▶ **WHAT YOU HAVE TO DO**: Below are entries. Reproduce exactly the lines between the line holding "like [418, 134]." and the line holding "like [285, 262].", inclusive, and only those.

◆ ◆ ◆ ◆

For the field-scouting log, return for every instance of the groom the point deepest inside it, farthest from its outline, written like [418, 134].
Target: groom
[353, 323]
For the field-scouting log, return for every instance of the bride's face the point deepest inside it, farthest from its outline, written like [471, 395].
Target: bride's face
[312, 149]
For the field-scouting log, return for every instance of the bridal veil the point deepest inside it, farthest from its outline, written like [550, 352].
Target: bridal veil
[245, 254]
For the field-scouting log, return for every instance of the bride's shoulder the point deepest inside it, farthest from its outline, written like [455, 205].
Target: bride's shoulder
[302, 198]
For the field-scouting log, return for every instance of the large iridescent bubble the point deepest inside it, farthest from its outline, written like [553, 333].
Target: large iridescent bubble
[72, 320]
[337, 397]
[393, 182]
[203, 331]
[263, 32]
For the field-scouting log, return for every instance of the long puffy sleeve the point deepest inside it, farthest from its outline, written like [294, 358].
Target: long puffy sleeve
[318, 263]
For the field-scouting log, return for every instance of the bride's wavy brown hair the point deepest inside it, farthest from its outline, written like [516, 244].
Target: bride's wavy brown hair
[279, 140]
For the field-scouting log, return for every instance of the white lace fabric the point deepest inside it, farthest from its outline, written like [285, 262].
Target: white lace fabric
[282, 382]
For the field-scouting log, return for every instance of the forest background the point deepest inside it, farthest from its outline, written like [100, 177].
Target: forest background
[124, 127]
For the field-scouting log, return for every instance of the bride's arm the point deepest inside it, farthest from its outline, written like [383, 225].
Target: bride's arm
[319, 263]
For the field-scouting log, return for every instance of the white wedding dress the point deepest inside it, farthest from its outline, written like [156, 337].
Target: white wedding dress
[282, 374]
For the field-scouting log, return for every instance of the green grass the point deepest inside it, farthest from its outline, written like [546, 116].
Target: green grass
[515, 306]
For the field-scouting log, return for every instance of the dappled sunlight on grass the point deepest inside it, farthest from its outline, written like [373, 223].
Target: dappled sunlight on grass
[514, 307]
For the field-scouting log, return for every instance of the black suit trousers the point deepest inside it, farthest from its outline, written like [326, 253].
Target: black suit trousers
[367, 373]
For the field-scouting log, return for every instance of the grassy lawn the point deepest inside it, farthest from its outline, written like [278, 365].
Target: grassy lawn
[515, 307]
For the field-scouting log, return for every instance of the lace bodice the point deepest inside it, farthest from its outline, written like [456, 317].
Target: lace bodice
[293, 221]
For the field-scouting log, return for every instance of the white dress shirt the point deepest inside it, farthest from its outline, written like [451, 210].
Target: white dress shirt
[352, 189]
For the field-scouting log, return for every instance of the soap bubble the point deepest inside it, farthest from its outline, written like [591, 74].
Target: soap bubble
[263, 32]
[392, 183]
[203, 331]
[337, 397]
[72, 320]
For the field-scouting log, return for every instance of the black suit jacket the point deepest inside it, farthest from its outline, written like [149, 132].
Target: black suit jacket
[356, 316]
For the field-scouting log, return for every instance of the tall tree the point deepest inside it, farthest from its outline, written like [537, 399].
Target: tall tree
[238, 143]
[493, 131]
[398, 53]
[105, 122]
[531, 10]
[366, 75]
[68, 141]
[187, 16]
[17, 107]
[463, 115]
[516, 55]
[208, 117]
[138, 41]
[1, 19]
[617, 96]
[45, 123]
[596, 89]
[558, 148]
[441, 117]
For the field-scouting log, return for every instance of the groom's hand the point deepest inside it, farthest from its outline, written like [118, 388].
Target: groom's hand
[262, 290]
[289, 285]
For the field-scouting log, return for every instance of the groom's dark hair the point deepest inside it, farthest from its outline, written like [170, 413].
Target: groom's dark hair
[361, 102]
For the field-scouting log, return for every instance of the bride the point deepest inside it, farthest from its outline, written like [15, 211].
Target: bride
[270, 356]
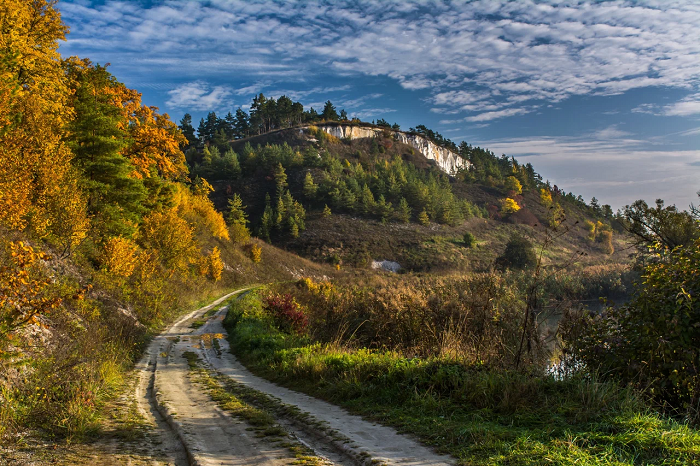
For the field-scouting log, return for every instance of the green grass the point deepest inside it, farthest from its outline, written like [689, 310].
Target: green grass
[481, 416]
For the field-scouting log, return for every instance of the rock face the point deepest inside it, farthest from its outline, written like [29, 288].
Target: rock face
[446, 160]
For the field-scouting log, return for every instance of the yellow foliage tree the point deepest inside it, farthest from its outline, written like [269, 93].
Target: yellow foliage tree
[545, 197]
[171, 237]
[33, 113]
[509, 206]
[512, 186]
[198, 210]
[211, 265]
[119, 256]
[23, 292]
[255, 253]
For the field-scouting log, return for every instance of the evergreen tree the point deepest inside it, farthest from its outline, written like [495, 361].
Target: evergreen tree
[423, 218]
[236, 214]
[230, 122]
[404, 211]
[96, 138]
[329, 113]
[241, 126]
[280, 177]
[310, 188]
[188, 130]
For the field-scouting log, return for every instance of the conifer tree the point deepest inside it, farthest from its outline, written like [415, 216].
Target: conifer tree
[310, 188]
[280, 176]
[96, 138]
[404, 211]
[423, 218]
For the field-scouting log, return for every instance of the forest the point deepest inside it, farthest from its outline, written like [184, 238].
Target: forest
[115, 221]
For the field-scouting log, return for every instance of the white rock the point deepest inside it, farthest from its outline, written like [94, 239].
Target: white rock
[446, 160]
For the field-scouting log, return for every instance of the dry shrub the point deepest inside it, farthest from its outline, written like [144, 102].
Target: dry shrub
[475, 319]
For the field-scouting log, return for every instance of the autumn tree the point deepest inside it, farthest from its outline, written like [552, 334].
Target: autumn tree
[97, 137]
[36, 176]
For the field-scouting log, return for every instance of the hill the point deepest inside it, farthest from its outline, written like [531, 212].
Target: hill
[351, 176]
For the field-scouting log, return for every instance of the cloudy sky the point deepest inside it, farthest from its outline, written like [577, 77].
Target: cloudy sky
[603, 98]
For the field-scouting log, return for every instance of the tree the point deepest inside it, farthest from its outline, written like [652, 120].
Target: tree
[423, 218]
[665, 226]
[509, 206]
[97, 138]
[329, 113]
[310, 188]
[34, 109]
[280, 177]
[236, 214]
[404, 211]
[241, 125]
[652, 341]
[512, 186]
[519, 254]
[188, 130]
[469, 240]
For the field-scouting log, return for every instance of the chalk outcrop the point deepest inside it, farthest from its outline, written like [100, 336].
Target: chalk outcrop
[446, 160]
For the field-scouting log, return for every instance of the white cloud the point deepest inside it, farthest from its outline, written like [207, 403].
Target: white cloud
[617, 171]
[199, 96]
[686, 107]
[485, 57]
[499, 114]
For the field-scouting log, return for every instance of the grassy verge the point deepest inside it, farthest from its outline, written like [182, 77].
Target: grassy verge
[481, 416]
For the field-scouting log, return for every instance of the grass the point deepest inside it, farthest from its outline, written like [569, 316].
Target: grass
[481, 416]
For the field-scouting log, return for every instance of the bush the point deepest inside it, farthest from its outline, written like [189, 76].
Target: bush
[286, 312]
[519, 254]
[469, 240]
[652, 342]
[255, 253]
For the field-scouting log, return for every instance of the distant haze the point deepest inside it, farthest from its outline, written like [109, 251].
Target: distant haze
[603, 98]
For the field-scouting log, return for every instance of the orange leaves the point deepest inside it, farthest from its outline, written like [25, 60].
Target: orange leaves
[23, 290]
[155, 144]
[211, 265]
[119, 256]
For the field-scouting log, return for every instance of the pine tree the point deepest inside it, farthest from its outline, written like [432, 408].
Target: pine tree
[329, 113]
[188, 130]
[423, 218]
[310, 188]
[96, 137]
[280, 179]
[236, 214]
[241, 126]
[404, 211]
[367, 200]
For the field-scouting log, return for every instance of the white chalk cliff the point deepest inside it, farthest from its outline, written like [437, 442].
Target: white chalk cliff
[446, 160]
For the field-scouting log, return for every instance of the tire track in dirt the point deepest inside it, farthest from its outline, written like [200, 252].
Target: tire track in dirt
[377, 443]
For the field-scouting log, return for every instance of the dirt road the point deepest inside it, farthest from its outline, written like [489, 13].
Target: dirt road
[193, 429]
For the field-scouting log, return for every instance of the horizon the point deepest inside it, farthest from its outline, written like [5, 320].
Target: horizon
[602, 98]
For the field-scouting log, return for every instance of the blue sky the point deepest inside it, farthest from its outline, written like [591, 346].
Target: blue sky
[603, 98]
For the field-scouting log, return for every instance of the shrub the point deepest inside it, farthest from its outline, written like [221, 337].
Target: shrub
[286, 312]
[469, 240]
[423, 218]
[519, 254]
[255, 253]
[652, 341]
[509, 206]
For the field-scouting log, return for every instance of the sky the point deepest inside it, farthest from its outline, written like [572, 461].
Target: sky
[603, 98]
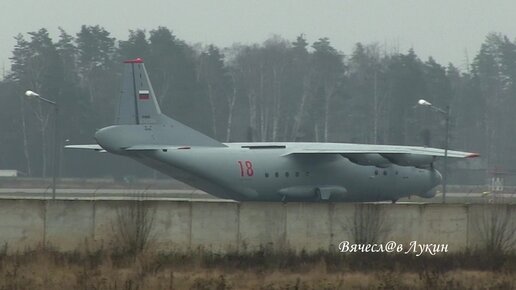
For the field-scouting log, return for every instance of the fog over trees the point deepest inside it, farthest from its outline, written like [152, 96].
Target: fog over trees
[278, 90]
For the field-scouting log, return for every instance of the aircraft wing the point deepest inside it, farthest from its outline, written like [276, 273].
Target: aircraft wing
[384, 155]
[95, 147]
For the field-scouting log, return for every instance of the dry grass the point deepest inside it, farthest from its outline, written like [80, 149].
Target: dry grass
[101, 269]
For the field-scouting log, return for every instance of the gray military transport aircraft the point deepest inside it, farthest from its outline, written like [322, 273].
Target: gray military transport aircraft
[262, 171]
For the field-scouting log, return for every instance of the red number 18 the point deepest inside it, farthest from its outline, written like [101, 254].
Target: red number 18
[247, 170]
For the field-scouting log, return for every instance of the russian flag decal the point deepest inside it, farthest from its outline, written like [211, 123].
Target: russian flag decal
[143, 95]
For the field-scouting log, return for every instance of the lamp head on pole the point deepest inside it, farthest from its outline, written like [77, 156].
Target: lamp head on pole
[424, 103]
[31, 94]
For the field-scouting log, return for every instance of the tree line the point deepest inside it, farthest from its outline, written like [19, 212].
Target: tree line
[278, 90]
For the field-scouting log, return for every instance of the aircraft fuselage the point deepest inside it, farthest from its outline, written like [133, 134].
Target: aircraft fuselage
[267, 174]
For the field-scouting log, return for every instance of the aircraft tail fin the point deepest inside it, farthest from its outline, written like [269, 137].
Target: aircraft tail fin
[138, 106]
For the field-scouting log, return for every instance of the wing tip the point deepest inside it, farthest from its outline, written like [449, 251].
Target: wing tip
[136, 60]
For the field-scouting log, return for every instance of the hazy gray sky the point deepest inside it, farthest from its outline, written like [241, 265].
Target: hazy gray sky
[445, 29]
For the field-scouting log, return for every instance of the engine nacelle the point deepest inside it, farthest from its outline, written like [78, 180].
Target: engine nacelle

◆ ◆ ◆ ◆

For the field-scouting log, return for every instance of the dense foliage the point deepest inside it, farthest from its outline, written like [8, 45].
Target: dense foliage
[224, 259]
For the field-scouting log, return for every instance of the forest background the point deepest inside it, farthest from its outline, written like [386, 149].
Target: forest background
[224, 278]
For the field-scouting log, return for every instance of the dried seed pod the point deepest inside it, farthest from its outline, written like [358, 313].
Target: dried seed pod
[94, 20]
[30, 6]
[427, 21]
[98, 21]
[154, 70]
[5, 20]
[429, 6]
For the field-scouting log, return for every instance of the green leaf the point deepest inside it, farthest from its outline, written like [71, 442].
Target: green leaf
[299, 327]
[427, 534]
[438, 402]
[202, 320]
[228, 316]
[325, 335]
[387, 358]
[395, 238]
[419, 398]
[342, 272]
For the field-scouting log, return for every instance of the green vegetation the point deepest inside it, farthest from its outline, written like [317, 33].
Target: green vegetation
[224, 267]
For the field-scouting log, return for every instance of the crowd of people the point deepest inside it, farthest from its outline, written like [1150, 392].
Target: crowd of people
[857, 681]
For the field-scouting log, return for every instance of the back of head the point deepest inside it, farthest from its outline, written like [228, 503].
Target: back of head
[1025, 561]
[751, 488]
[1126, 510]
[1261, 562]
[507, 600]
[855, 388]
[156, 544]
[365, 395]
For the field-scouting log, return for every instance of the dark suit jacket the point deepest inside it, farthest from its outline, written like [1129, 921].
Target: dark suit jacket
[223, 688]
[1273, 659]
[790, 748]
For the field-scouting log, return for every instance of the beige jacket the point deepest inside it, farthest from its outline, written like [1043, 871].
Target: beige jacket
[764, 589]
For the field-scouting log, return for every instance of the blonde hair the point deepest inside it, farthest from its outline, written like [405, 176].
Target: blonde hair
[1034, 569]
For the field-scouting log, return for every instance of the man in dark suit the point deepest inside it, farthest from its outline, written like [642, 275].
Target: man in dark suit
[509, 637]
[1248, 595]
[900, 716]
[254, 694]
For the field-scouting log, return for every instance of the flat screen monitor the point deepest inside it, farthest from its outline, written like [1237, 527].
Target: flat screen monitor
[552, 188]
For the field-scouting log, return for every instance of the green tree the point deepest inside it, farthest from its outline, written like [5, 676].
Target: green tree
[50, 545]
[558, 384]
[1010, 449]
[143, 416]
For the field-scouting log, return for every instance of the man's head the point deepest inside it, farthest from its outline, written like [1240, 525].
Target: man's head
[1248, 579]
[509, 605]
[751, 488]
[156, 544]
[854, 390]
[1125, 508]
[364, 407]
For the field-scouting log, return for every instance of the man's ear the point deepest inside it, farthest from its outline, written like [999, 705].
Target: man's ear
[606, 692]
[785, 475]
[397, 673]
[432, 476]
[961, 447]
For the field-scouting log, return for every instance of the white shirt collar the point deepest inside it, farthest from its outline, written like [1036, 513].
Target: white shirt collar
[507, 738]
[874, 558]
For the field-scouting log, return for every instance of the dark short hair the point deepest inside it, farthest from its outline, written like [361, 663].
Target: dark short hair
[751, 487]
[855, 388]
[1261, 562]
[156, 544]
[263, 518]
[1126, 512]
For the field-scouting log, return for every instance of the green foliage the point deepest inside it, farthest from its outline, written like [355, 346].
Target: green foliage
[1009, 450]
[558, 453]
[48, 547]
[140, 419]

◆ ◆ ◆ ◆

▶ **ANSWER SECTION**:
For the field-scouting log, return for every instance of the groom the point deepest inside it, farthest from its outline, written like [418, 134].
Target: groom
[353, 323]
For the field-scouting log, return for every instance of the bride's face the point deepest inside it, farthest from its outline, written like [471, 395].
Target: bride's face
[312, 149]
For the field-scouting log, return for every instance of the bridal veil the point deepest inside it, farthest from its outline, written like [550, 352].
Target: bridal veil
[245, 254]
For the field-scouting log, return for every instance of the bride's shoulder the point deepest inside it, farthest from its outline, written like [455, 205].
Target: bride's shoulder
[302, 198]
For the field-scouting log, return for every instance of the large iridescent bubble the point deepest inside it, farthest from its outline, written like [553, 333].
Target: large iridescent bubble
[72, 320]
[337, 397]
[393, 182]
[203, 331]
[263, 32]
For the field-scouting log, return for every instance of the long puffy sleeve the point deepest inside it, farthest from its outline, written like [294, 358].
Target: long puffy sleeve
[318, 263]
For the field-scouting log, return for every instance of the bride's wavy brown hair the point deepest inside it, farthest from its outline, written like [516, 244].
Target: bride's wavy brown hair
[279, 140]
For the field-scouting log, return for every instance of the white lace fabric the point deepest inside it, farthest from its outline, written like [285, 262].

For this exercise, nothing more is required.